**EXERCISE:** Format the stretch of records from the line containing "find the sunglasses" through the end of the records as a numbered list, omitting any blank lines.

(Rows from a pointing dataset)
****************

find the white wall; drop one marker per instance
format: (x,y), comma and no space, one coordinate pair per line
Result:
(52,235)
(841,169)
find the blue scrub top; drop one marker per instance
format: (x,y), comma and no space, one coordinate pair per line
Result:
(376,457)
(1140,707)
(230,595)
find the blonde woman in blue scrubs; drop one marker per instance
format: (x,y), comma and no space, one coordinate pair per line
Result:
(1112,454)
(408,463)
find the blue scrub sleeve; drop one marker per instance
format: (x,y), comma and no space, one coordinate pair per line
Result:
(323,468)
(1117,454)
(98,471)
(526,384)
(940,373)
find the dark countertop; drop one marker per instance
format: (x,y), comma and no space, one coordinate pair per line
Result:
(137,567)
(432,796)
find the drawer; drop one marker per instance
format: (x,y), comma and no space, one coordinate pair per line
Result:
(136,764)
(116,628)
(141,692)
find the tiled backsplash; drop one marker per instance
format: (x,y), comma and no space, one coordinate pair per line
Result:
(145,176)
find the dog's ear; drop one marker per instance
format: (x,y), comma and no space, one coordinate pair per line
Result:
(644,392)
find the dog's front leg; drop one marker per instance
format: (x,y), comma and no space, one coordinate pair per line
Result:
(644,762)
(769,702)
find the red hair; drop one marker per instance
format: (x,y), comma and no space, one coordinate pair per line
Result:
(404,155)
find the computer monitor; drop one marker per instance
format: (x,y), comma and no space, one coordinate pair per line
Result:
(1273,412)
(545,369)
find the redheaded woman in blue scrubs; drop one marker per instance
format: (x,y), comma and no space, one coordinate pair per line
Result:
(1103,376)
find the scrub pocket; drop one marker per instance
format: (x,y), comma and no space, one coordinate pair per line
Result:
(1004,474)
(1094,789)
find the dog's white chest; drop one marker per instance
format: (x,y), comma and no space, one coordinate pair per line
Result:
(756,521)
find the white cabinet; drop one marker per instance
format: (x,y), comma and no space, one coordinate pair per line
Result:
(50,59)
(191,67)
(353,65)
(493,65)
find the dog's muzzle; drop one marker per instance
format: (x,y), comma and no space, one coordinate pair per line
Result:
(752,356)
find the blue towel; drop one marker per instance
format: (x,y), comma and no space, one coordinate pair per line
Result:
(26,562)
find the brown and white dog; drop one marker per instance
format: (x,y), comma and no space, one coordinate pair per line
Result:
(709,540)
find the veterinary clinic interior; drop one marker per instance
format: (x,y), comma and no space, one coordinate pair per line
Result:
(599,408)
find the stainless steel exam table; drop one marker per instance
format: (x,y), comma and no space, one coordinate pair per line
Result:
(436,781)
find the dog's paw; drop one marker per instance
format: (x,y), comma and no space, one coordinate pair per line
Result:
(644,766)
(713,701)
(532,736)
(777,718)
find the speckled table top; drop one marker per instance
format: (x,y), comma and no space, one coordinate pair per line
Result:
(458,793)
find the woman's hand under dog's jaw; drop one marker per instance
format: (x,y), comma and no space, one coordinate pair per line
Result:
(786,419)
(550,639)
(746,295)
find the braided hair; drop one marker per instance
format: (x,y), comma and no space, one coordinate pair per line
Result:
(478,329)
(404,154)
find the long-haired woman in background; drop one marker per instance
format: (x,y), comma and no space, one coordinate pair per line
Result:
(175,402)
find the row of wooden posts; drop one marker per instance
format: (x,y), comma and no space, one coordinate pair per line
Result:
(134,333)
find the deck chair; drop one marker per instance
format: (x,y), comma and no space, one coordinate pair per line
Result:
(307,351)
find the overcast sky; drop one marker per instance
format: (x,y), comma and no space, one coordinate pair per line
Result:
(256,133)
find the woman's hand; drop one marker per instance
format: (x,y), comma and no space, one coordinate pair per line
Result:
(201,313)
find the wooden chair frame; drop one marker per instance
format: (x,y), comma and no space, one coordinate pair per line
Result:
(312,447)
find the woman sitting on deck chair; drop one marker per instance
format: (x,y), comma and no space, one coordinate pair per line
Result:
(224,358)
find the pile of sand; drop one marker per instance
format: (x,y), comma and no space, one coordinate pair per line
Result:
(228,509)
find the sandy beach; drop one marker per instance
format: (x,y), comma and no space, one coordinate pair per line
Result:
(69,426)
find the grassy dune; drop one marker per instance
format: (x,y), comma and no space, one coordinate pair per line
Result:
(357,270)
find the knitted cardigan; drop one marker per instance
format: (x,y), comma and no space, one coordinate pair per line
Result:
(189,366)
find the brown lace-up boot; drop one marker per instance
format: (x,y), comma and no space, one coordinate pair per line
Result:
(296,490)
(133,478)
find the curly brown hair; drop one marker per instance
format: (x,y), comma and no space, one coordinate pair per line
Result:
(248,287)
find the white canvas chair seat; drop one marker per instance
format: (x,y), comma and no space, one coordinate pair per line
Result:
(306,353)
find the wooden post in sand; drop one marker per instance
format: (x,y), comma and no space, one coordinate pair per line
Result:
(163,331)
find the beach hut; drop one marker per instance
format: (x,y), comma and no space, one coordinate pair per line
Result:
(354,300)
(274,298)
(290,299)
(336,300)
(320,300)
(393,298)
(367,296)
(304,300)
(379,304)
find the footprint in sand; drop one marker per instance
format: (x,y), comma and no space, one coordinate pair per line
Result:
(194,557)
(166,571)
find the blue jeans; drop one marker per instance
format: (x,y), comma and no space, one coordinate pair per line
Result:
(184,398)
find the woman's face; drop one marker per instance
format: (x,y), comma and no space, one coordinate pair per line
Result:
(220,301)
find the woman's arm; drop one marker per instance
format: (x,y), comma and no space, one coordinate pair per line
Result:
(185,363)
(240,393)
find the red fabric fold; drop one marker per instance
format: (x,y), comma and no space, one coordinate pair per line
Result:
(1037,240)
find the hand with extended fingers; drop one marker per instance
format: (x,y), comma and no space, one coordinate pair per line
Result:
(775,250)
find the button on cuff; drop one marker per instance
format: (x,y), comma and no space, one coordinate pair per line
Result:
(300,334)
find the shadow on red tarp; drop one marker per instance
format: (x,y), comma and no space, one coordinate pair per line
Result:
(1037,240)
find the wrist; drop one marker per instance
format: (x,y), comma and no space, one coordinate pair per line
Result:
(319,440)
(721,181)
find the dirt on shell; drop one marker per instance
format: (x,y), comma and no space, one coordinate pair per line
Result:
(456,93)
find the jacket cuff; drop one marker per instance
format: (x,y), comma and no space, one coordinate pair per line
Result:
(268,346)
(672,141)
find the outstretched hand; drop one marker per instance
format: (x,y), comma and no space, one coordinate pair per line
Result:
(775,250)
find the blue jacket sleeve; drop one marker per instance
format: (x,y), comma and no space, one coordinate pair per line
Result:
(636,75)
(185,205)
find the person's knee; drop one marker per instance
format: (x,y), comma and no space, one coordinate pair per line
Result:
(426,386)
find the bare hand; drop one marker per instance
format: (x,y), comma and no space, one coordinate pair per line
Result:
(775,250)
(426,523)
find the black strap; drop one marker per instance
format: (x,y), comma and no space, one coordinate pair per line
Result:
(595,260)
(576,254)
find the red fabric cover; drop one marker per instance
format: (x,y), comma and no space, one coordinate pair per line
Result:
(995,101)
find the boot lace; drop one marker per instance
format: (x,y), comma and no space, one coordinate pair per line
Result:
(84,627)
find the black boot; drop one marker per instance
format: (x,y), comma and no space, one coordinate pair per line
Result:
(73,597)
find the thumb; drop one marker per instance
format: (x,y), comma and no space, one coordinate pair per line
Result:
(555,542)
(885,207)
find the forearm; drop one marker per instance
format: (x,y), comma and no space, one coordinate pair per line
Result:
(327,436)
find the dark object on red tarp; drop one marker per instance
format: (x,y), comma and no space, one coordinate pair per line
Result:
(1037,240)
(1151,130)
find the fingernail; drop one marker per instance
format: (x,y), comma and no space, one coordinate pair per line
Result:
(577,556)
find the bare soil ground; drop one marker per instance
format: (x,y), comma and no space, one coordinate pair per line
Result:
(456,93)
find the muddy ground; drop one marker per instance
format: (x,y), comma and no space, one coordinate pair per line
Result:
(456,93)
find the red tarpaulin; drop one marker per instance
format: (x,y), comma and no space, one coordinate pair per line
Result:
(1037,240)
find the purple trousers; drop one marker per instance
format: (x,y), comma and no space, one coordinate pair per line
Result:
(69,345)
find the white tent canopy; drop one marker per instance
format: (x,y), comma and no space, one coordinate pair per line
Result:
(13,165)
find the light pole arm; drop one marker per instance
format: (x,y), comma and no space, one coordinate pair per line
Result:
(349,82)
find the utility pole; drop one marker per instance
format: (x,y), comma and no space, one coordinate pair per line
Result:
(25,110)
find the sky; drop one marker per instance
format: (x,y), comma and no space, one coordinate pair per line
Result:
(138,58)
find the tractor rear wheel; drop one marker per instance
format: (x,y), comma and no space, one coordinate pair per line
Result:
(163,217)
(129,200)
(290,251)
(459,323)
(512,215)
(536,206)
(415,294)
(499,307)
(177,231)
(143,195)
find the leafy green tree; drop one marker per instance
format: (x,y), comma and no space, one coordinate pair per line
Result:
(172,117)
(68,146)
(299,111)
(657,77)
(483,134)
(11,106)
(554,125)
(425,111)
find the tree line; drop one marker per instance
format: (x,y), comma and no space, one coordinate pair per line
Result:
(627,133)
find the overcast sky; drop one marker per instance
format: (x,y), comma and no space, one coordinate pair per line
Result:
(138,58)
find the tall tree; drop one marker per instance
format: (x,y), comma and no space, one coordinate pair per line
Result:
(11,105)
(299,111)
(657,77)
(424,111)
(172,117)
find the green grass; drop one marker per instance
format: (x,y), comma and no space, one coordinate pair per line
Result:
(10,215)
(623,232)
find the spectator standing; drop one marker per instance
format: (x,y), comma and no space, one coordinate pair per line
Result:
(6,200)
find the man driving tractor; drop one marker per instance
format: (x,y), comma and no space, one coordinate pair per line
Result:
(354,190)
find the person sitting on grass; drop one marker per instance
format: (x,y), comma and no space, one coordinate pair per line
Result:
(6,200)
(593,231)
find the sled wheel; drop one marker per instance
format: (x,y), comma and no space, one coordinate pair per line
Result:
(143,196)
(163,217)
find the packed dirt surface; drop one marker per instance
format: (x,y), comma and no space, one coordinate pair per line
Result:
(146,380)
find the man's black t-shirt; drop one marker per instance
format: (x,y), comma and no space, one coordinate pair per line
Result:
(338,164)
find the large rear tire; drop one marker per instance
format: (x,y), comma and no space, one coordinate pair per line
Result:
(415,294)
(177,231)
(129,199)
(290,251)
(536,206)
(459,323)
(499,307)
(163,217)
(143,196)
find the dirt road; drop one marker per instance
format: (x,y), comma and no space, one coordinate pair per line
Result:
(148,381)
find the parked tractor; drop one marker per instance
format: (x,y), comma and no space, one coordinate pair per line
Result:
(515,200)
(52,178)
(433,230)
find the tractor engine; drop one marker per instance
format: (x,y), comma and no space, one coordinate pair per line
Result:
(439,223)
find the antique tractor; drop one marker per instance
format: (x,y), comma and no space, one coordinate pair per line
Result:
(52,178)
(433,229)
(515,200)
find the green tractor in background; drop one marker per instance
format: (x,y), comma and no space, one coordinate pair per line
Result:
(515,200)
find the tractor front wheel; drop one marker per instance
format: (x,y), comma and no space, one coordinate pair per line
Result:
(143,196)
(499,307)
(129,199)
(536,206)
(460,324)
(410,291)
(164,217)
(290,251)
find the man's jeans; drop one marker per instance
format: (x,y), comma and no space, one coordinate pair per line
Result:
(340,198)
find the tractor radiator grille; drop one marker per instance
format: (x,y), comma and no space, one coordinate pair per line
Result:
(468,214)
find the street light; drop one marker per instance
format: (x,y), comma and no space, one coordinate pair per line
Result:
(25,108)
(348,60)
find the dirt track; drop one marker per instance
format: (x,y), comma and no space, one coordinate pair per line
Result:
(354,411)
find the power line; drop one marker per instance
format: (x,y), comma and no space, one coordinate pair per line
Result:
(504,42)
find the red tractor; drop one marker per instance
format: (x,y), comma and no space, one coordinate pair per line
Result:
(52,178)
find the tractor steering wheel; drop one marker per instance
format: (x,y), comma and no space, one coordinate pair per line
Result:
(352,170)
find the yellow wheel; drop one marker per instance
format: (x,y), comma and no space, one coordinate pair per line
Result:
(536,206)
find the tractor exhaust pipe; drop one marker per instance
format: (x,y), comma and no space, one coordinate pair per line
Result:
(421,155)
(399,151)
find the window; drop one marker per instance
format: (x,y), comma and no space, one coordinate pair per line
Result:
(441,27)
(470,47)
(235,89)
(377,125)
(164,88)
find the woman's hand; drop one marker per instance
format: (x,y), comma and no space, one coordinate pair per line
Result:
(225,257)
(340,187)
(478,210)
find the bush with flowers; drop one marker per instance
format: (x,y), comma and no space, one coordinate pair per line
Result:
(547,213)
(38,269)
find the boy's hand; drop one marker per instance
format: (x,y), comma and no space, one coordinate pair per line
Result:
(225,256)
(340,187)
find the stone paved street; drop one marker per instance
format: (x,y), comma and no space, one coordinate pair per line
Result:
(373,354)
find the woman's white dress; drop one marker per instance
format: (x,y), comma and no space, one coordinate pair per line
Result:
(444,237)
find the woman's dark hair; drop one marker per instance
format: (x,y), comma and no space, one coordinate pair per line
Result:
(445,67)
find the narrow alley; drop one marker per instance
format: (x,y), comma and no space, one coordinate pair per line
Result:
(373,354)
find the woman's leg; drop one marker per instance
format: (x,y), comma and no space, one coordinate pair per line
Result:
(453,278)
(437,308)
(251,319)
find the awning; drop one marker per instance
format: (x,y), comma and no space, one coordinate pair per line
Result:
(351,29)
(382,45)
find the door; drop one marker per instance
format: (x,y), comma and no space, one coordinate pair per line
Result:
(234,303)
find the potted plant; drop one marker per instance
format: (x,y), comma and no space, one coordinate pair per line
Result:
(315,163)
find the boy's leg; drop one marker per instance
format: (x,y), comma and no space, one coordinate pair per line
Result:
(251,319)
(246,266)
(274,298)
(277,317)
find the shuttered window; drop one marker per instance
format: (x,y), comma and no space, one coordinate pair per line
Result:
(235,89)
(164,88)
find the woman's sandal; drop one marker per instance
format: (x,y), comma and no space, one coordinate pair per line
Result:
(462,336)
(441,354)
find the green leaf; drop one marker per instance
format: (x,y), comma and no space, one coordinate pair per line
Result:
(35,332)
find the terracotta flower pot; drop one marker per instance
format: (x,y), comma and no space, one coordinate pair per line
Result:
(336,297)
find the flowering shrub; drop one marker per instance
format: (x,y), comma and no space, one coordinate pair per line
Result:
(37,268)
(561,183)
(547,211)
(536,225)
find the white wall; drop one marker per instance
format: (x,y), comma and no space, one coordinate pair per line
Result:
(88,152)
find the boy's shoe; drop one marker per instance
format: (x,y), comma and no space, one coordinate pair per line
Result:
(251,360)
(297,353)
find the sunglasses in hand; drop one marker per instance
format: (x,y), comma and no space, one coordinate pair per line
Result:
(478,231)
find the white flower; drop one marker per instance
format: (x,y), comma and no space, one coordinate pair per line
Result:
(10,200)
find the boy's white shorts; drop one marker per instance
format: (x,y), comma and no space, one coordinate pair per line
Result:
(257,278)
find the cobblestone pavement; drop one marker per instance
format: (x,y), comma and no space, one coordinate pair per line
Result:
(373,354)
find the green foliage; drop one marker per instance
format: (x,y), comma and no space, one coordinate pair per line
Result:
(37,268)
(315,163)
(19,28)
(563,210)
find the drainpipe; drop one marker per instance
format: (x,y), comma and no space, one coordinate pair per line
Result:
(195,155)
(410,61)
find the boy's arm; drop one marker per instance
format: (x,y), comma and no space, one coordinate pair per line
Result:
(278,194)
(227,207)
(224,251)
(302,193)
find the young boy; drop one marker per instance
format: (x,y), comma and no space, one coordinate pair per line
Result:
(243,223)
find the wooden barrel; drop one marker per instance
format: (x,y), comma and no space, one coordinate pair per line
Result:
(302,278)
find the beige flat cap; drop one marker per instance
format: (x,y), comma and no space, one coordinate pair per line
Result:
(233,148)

****************

**WRITTEN REPLY:**
1. find the sunglasses in hand; drop one marker per instance
2. format: (x,y), comma and no space, one coordinate pair per line
3. Result:
4. (478,231)
5. find the white flower; drop one marker per instance
6. format: (x,y), comma and no space, one coordinate pair per line
7. Result:
8. (10,200)
9. find the boy's white shorts; drop one marker per instance
10. format: (x,y), comma and no space, one coordinate pair per line
11. Result:
12. (257,278)
13. find the cobblestone pavement; drop one marker per instance
14. format: (x,y), comma and no space, one coordinate pair per line
15. Result:
16. (373,354)
17. find the green foliage; drop one marker per instance
18. format: (x,y), comma and no space, one coordinate pair per line
19. Result:
20. (37,268)
21. (315,163)
22. (19,28)
23. (563,210)
24. find the drainpipe; drop one marker per instance
25. format: (x,y), comma and no space, one coordinate pair per line
26. Result:
27. (195,155)
28. (410,61)
29. find the boy's arm; drop one marker per instance
30. format: (x,y), comma and no space, one coordinate pair per line
31. Result:
32. (278,194)
33. (227,207)
34. (224,251)
35. (302,193)
36. find the young boy; drop one marker per instance
37. format: (x,y), comma and no space, one coordinate pair per line
38. Result:
39. (243,223)
40. find the wooden barrel; drop one marker per instance
41. format: (x,y), comma and no space, one coordinate pair per line
42. Result:
43. (302,278)
44. find the beige flat cap; drop one marker per instance
45. format: (x,y), comma and no space, one coordinate pair per line
46. Result:
47. (233,148)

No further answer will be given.